### DATA
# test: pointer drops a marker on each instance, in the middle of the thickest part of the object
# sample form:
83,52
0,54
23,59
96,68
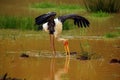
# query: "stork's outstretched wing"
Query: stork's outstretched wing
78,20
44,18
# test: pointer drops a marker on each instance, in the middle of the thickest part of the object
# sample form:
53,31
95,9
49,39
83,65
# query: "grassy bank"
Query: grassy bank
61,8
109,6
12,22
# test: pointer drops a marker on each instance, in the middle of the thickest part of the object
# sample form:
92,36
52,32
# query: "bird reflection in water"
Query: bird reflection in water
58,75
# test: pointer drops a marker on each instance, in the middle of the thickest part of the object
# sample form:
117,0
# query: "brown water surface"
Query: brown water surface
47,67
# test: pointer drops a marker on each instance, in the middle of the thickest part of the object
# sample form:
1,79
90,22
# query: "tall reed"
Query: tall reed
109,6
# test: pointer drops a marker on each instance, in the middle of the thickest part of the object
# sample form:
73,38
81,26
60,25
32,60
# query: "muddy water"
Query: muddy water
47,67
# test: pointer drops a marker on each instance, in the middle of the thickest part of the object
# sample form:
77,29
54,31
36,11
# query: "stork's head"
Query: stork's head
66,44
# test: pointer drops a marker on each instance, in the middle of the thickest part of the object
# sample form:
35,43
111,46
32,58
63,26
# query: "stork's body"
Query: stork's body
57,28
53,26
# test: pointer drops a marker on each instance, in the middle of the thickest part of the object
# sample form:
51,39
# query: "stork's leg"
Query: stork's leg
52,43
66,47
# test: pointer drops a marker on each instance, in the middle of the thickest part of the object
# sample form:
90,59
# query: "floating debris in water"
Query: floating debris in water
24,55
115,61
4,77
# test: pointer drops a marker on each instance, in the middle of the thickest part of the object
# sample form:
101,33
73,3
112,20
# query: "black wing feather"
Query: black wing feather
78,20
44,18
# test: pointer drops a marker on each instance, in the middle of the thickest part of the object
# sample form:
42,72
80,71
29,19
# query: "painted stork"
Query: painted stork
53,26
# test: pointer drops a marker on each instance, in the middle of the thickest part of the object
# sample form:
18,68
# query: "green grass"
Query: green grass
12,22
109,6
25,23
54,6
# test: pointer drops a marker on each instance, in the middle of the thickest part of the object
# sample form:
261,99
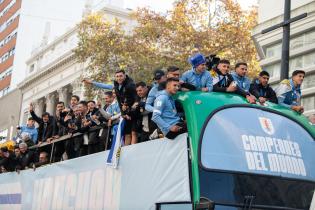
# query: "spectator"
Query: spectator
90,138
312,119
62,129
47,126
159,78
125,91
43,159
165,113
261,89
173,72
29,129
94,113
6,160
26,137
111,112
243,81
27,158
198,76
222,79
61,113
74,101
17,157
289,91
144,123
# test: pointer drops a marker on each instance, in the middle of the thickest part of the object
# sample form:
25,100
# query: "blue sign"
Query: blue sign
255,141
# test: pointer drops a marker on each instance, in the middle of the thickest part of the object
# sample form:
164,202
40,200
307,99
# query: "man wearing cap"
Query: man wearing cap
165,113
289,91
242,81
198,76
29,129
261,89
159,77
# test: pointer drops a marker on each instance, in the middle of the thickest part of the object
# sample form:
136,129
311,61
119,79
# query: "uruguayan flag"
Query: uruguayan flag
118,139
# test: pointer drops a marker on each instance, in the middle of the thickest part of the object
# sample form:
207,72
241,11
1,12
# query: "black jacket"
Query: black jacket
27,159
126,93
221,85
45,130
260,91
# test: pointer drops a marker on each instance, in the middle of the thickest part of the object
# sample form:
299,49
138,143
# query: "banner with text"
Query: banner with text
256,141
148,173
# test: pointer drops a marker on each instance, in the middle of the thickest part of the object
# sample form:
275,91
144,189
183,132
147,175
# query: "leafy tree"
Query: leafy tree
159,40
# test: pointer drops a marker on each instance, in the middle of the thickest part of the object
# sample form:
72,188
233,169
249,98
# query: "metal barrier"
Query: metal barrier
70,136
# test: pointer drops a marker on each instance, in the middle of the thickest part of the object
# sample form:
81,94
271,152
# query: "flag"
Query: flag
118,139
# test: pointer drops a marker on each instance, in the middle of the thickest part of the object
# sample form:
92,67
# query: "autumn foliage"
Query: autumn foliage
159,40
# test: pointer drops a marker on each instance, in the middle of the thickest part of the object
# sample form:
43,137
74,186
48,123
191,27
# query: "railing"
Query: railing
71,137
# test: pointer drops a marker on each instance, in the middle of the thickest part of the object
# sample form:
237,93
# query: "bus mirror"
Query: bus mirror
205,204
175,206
==
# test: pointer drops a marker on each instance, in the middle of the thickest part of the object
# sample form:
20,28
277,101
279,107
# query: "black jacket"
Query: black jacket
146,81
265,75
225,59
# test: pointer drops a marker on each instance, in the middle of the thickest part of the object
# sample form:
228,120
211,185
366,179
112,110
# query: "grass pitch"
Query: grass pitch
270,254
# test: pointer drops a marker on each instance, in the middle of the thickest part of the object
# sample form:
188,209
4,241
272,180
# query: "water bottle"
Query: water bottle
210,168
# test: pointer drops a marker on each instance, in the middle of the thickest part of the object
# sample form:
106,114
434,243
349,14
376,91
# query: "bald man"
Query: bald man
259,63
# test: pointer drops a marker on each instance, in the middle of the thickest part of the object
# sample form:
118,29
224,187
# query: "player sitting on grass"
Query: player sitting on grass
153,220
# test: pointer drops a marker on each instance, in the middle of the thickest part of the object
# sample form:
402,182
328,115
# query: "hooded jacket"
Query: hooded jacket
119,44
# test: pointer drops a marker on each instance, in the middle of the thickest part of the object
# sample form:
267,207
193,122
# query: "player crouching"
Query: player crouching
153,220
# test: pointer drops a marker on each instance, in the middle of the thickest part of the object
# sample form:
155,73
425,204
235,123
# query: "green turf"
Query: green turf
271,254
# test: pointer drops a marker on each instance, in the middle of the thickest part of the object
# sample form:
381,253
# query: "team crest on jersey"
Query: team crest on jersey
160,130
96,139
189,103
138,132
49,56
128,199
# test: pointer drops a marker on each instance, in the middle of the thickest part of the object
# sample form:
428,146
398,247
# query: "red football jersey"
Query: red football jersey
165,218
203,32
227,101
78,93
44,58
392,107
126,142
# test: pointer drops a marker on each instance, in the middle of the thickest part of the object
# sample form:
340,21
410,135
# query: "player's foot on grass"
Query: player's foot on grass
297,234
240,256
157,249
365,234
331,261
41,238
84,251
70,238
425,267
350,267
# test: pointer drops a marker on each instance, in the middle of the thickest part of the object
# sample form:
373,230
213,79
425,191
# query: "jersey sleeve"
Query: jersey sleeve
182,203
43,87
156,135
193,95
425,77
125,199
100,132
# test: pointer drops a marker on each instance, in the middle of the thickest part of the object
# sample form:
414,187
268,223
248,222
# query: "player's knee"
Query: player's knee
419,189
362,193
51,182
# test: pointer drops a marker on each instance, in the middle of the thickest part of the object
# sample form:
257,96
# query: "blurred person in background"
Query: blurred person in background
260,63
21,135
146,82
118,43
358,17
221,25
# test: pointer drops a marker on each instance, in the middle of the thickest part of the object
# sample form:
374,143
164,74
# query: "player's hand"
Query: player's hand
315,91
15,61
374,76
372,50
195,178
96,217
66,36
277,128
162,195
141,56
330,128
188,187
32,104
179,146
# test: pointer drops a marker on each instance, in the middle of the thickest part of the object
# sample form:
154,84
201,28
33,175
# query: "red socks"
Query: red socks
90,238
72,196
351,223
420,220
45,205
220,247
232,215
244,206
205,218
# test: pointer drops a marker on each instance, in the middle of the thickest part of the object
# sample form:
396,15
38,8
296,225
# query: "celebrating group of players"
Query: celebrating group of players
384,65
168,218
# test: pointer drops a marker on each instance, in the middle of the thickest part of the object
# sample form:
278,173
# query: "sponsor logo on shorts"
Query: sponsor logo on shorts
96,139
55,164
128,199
==
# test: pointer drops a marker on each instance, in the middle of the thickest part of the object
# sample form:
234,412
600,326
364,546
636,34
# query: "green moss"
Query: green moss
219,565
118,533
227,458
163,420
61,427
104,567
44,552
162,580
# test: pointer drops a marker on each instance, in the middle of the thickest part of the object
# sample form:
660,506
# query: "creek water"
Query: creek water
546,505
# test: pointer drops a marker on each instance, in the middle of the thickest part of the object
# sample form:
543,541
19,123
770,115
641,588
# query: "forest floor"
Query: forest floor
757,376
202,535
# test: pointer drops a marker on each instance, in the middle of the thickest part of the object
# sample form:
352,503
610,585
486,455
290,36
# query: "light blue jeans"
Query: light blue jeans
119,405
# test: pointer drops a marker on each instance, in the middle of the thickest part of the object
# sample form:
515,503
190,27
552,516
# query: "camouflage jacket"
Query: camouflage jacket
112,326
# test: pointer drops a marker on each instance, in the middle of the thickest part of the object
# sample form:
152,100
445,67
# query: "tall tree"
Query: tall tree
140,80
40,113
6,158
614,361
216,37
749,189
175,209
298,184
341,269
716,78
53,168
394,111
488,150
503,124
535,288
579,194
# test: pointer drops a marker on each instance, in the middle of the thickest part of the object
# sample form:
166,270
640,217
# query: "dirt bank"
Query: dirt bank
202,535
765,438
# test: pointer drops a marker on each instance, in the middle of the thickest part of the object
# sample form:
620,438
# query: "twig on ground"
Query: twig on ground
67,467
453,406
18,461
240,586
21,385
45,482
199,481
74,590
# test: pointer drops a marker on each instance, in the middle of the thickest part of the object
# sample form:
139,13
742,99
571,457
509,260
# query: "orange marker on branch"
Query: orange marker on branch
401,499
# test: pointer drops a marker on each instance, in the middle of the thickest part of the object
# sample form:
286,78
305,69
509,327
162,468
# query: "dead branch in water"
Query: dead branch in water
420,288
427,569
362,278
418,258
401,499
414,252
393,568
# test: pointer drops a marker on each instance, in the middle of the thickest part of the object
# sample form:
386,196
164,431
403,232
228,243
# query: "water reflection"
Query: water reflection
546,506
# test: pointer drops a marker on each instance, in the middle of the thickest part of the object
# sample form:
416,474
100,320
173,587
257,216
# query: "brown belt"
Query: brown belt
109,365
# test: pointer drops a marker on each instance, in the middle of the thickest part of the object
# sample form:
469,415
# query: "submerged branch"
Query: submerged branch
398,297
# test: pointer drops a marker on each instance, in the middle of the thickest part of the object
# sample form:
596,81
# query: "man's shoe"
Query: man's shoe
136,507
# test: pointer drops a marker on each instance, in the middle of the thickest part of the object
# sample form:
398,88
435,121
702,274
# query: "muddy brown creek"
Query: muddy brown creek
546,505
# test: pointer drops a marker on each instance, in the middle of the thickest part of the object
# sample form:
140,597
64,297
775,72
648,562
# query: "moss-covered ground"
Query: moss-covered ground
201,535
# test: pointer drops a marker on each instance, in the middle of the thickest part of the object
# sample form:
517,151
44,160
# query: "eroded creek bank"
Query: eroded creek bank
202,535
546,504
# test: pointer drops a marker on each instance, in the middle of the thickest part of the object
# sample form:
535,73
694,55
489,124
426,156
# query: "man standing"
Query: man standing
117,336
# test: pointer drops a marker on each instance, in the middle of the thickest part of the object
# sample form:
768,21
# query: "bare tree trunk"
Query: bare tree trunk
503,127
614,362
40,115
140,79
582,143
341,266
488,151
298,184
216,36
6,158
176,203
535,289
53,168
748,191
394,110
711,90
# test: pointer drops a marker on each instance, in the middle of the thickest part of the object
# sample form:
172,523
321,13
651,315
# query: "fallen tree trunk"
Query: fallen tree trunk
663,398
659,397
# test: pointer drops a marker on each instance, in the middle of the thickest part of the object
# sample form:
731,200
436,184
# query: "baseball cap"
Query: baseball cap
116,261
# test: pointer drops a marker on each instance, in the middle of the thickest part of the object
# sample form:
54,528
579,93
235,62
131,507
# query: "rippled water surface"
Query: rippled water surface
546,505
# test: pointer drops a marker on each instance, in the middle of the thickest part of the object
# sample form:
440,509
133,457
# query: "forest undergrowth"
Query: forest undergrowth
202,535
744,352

### EXERCISE INSTRUCTIONS
Pick out every line in the items above that contains the word "sponsor", treating uppercase and lowercase letters as different.

### REPLY
# query: "sponsor logo on shorts"
Query: sponsor logo on shorts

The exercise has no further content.